Reading passage

Andreas Holm (real name Hans-Joachim Hirschler; born 22 October 1942) is a German Schlager singer and composer.

== Life ==
Hans-Joachim Hirschler was born in Berlin. His father, Helmut Hirschler was a Hairdresser. He grew up in the part of Berlin which after May 1945 was administered as part of the Soviet occupation zone and then, in October 1949, relaunched as the Soviet sponsored German Democratic Republic (East Germany). The family was a musical one. Andreas and his elder brother Fred were both taught to play the piano and the violin by their father. When he was 12 was accepted at the Berlin State Opera as a member of the children's choir. Soon after that he won a "young talent" competition and began to compose his own melodies. When he was 14 he also won a judo championship. Although his parents were supportive of his musical talents they were also keen that he should obtain a qualification in a less precarious career, and during the next few years his apprenticeship in hairdressing, which he completed successfully, ran in parallel with his musical role.

He left the opera house children's choir when his voice broke, but pursued his interest in singing as a soloist with various amateur combos, including the Manfred Lindenberg Sextet, with which he toured in Bulgaria, Finland and Sweden. In 1964 he was given a "microphone test" by the Berliner Rundfunk radio station which led, in 1965, to his first radio appearances. Early successes included "Bikini-Skake" with Ralf Petersen and the lyricist Dieter Schneider, together with his first radio performance which was of "Mein Herz ist ein Kompass der Liebe" ("My heart is a compass of love"), authored with Georg Möckel and Will Horn. In 1967, together with Erika Janikowa, he took second place in the East German national Schlager-song contest with a song called "Damit es keine Tränen gibt" (loosely: "So there are no more tears") composed with the Petersen/Schneider partnership. From the middle 1960s he also worked with the Fontana band under the leadership of Dieter Janik. The first transmission of his own television series, "Holm im Heim" took place in 1967.

Task list
1. Answer these questions using the passage on Andreas Holm:
(a) What was his father's occupation?
(b) In which countries did he tour with the Manfred Lindenberg Sextet?
(c) What was the title of his own television series, and in what year was it first transmitted?
2. Extend the passage on Andreas Holm by writing what comes next after its final sentence.
The lines that follow are taken from a separate source.

Provided data

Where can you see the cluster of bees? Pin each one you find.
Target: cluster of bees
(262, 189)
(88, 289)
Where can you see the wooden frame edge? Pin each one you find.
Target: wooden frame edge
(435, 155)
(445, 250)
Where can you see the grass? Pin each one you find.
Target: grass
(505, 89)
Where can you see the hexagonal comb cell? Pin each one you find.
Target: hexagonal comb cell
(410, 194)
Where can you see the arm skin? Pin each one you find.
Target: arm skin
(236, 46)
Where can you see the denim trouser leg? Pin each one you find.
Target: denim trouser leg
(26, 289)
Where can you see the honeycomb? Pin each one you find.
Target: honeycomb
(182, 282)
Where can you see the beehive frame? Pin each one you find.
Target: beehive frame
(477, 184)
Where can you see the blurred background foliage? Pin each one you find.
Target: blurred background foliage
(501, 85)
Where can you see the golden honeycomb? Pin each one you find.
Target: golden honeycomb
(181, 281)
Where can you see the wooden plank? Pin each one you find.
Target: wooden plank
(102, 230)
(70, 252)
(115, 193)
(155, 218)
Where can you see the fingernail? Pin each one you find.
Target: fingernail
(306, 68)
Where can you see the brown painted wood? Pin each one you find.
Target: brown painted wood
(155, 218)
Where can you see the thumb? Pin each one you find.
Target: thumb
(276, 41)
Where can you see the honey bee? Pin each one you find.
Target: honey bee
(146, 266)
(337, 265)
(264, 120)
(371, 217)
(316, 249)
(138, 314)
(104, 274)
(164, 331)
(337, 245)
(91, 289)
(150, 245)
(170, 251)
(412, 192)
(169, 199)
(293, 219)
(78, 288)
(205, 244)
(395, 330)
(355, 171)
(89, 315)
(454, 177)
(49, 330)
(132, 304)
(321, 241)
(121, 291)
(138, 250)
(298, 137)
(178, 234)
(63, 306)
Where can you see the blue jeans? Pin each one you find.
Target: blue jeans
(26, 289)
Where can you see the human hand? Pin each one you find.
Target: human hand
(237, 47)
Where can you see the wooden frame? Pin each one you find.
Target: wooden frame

Replies
1.
(a) His father was a hairdresser.
(b) He toured in Bulgaria, Finland and Sweden.
(c) The series was "Holm im Heim," first transmitted in 1967.

2.
Other hits from Andreas Holm included "Es wird dir leid tun, sagst du bye" ("You'll be sorry: say bye bye"), "Bin schon vergeben" ("I'm already booked up(?)"), "Ein kleines Bild von dir" ("A little picture of you"), "Siebenmal Morgenrot, siebenmal Abendrot" ("Seven dawns, seven sunsets"), "Fahr mit mir in das Glück hinein" ("Join me on the road to happiness"), "Über diese Brücke geh ich nur mit dir" ("This is one bridge I'm not crossing without you"), "Vadero" and "Mädchen, du mein Traum" ("Girl, you're my dream"). In total his songs filled five Amiga LP records and 31 singles. Along with that there were plenty of radio and television programmes.

During the 1980s Holm's music fell out of fashion, and by the time the wall came down it looked as though his artistic career might be permanently finished. Keen to find a new career, with his wife, Birgit, he set up a "Schnell Imbiss" catering kiosk in Berlin's Neukölln quarter. However, the kiosk was violently attacked twice after which the couple seriously contemplated retiring to Spain. It was at least in part a revival in Holm's musical fortunes that persuaded them to stay in a newly reunited Germany.

Holm first met Thomas Lück in 1962 at a talent contest. They performed their first song together, "Am Märchenbrunnen" ("At the fairytale fountain"), in 1969. Since 1997 the two performers have appeared together more regularly in stage performances, and they have also produced recordings, some as the "Duo Holm & Lück". Many of the songs they sing come from the pen of Andreas Holm.

== Personal ==
Andreas and Birgit Hirschler have been married since 1963. Their son was born in 1967.